- [Text shown]
The replica Durham boats housed at Washington Crossing Historic Park, Pennsylvania, are used to reenact the Continental Army’s Christmas night 1776 crossing at the park each December. (David Price)

The ongoing event that is most associated in the public mind with the two parks is the annual recreation of the almost-mythical 1776 Delaware crossing organized by the Friends of Washington Crossing Park. It personifies the dramatic image of Washington standing in a boat on an icy river that has been ingrained in the American consciousness and become universally recognized, having been made the subject of countless paintings, sculptures, propaganda, and even present-day advertising.[6] This long-standing and widespread awareness of its historical salience has inspired various re-enactments of the crossing over the decades, including one staged by a Rider College fraternity in January 1947, and led to the annual Christmas Day ritual begun in December 1953 by a small crew in a half-scale Durham boat under the command of St. John Terrell, in the guise of George Washington.[7] That tradition continues to this day (weather and river conditions permitting), owing to a band of dedicated re-enactors who are organized independently of the two parks, and regularly draws several thousand spectators along both sides of the river and on the Washington Crossing Bridge. (The current steel bridge, which dates from 1905, replaced a covered wooden toll bridge swept away by a flood in 1903—successor to the original span that was built in 1834 and destroyed by a flood seven years later.)

The re-enactors who cross during this event embark from the Pennsylvania side, where the replica boats are moored, and begin their journey after assembling in formation on the riverbank under the watchful eye of a fellow Revolutionary enthusiast posing as General Washington, who delivers a motivational message to the gathering. More recently, a second annual re-enactment was added by WCHP on the second Sunday in December; and it follows the same protocol as the December 25 observance, although the latter differs from the one held earlier in the month in that it is open to the public without charge and is not accompanied by the more elaborate historical-educational programming that attends the other event.

- [Information provided]
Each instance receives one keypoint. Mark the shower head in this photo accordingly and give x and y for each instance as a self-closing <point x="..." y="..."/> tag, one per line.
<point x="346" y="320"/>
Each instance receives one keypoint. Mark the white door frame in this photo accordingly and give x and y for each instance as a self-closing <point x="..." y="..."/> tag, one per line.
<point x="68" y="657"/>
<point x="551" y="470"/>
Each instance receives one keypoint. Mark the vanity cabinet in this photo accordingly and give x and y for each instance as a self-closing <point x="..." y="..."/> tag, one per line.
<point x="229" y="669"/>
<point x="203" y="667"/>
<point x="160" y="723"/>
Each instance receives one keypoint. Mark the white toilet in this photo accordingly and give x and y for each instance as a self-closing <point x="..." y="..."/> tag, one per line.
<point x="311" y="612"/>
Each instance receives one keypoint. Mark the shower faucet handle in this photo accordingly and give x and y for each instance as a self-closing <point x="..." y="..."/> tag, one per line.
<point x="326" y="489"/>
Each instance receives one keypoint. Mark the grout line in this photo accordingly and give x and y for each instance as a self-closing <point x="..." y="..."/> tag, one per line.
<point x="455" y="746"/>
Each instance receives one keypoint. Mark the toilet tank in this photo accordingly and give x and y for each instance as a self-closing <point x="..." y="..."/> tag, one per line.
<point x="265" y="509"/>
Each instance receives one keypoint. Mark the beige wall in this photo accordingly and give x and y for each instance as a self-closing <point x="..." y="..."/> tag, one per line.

- [Objectives]
1 > Could you repeat a passage of the Delaware crossing text word for word, beginning at the words "The replica Durham" and stopping after the words "December. (David Price)"?
2 > Does the Delaware crossing text agree with each statement below? Give yes or no for each, with the deciding words of the text quoted exactly.
(a) The current steel bridge dates from 1905.
(b) The re-enactors embark from the New Jersey side of the river.
(c) The December 25 observance charges the public for admission.
The records have no connection to the Delaware crossing text.

- [Answers in order]
1 >
The replica Durham boats housed at Washington Crossing Historic Park, Pennsylvania, are used to reenact the Continental Army’s Christmas night 1776 crossing at the park each December. (David Price)

2 >
(a) Yes: "The current steel bridge, which dates from 1905"
(b) No: "embark from the Pennsylvania side, where the replica boats are moored"
(c) No: "it is open to the public without charge"